-- Start Reading passage --

The American Civil War: 365 Days , by Margaret E. Wagner (Abrams, 752 pages, $29.95), was published in cooperation with the Library of Congress and takes advantage of that institu-tion’s unparalleled collection of Civil War prints, photographs, documents, and artifacts. Each day of the year gets a two-page spread, most of which is given over to sumptuous pictures and informative text that are unrelated to the date. These entries are loosely organized into 12 categories (Irrepressible Conflict, Wartime Politics, Army Life, etc.), and taken together, they show how the causes of the war, its conduct, and its aftereffects went far beyond the battlefield, reaching into every corner of the country and every level of society.

-- End Reading passage --
-- Start Raw records --

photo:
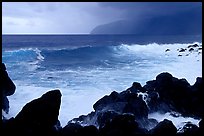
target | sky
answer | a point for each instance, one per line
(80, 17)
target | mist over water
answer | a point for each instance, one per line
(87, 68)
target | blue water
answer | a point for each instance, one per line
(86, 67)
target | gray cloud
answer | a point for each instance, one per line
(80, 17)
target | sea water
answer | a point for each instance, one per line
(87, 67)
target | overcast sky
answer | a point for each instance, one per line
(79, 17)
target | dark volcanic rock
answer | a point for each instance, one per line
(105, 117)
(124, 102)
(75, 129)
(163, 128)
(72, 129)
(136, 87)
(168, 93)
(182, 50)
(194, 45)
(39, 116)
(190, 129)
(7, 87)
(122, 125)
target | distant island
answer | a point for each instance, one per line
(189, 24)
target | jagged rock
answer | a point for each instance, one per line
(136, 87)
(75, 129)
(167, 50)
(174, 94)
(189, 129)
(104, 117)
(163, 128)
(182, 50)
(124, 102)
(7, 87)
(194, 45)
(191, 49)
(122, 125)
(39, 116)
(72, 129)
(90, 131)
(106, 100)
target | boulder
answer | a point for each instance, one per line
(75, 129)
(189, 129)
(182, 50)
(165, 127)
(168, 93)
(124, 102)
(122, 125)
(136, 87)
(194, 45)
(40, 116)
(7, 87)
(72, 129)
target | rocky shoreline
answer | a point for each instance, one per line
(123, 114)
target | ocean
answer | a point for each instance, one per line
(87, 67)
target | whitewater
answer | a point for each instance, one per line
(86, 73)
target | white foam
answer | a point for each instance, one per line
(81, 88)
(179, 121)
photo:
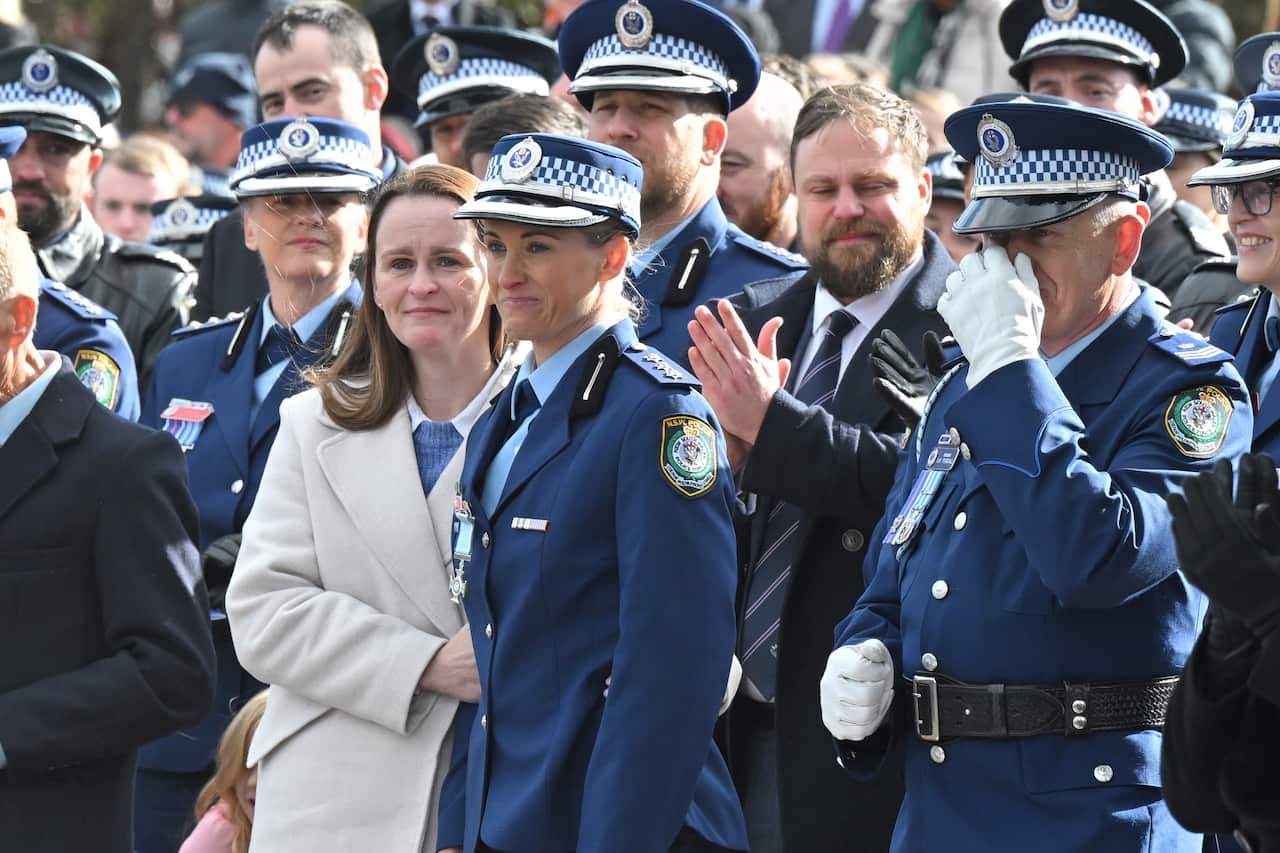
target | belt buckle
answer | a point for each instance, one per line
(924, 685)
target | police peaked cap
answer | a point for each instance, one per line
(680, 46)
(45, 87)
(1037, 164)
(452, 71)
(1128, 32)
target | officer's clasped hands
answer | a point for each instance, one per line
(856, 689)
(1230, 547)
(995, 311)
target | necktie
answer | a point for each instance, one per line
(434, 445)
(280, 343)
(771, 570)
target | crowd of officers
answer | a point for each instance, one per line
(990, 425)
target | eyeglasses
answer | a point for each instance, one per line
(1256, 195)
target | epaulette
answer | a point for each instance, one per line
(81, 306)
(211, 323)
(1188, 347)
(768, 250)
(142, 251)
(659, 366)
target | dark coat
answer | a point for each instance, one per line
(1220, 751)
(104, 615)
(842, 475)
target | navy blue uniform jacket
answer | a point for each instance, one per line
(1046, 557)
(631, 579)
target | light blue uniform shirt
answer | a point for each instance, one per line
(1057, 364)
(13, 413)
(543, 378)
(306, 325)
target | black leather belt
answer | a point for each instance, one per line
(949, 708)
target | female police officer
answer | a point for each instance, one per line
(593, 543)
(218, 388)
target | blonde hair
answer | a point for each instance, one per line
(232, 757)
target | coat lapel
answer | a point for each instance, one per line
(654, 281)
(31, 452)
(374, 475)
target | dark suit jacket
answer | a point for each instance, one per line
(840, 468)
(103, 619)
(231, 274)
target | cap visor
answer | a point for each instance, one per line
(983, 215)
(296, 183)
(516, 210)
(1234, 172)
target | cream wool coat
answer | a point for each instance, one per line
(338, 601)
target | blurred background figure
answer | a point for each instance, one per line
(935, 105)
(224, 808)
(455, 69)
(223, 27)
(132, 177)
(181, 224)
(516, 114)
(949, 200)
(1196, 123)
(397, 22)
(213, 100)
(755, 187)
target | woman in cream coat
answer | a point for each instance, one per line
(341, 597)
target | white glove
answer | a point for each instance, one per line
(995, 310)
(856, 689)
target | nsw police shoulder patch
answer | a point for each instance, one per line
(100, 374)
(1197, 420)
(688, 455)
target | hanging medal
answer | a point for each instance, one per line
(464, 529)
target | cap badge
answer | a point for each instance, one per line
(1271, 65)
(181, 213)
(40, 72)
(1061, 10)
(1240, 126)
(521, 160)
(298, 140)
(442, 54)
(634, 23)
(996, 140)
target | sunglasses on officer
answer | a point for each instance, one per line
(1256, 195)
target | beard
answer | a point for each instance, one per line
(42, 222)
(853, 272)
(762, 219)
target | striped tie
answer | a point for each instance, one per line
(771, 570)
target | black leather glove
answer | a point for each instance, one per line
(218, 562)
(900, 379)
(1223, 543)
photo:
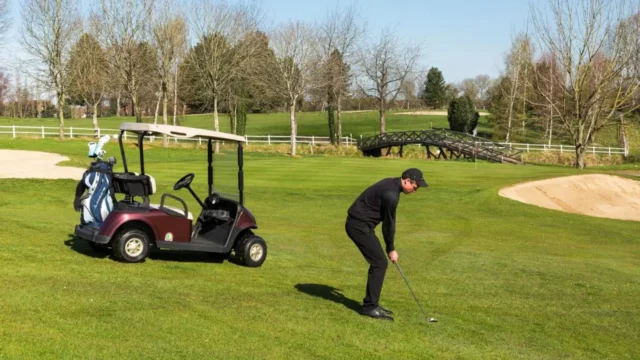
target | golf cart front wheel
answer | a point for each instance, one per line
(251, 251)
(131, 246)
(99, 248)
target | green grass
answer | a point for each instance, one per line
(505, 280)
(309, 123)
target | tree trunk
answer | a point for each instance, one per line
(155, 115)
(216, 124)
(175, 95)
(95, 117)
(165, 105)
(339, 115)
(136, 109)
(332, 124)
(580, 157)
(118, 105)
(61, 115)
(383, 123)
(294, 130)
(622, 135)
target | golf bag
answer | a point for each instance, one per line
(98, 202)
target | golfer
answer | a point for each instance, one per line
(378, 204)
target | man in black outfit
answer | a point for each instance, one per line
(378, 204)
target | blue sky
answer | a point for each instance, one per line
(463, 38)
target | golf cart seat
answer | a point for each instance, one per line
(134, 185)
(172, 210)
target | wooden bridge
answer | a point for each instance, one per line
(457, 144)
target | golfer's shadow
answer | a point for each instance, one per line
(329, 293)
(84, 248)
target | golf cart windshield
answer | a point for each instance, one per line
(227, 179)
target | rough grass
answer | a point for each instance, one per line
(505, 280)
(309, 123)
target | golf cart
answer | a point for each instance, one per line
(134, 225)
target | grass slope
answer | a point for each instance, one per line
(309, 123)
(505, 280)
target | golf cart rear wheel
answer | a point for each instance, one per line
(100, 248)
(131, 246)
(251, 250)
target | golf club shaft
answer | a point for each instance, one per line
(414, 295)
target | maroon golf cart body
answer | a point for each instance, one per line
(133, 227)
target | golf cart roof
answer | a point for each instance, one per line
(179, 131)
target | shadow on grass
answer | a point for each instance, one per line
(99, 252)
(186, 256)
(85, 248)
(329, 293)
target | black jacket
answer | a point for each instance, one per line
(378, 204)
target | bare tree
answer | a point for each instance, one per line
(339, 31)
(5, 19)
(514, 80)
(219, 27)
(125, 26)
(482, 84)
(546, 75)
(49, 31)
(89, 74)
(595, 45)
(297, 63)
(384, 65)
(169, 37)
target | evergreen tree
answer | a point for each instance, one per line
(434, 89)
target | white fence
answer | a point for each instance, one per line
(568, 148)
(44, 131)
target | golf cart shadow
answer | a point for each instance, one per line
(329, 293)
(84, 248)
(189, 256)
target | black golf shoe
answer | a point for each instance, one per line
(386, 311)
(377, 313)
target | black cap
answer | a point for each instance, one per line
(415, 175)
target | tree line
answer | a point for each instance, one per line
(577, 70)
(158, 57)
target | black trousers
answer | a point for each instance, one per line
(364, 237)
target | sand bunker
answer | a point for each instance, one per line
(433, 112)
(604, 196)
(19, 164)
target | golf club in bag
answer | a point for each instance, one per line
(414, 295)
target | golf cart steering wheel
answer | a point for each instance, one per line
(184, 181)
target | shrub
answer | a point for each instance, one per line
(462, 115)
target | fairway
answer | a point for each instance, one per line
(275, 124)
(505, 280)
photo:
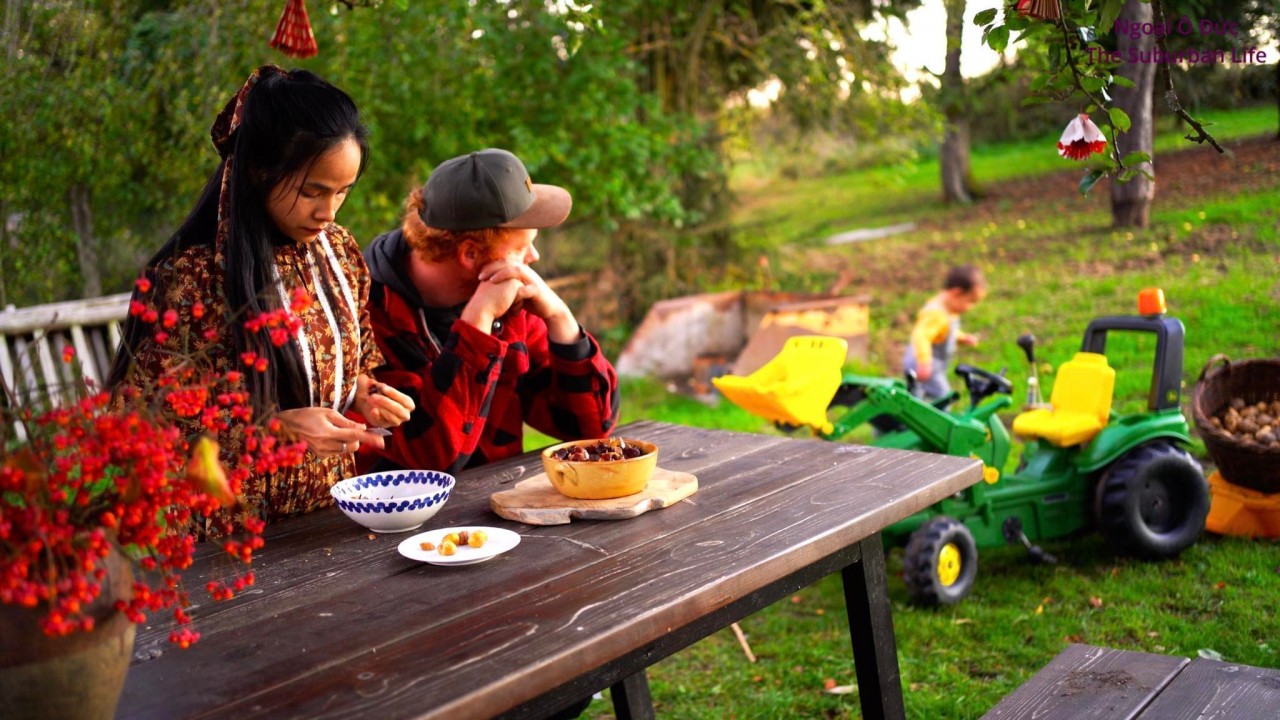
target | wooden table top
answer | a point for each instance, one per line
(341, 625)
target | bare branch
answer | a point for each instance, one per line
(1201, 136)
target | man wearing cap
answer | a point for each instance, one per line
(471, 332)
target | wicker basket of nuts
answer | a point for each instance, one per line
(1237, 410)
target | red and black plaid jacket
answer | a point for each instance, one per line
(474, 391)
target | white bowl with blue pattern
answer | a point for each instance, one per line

-- End Raw records --

Answer these about the passage on the Civil War book:
1. How many pages long is the book?
2. What institution was the book published in cooperation with?
3. Into how many categories are the daily entries loosely organized?

1. 752 pages
2. The Library of Congress
3. 12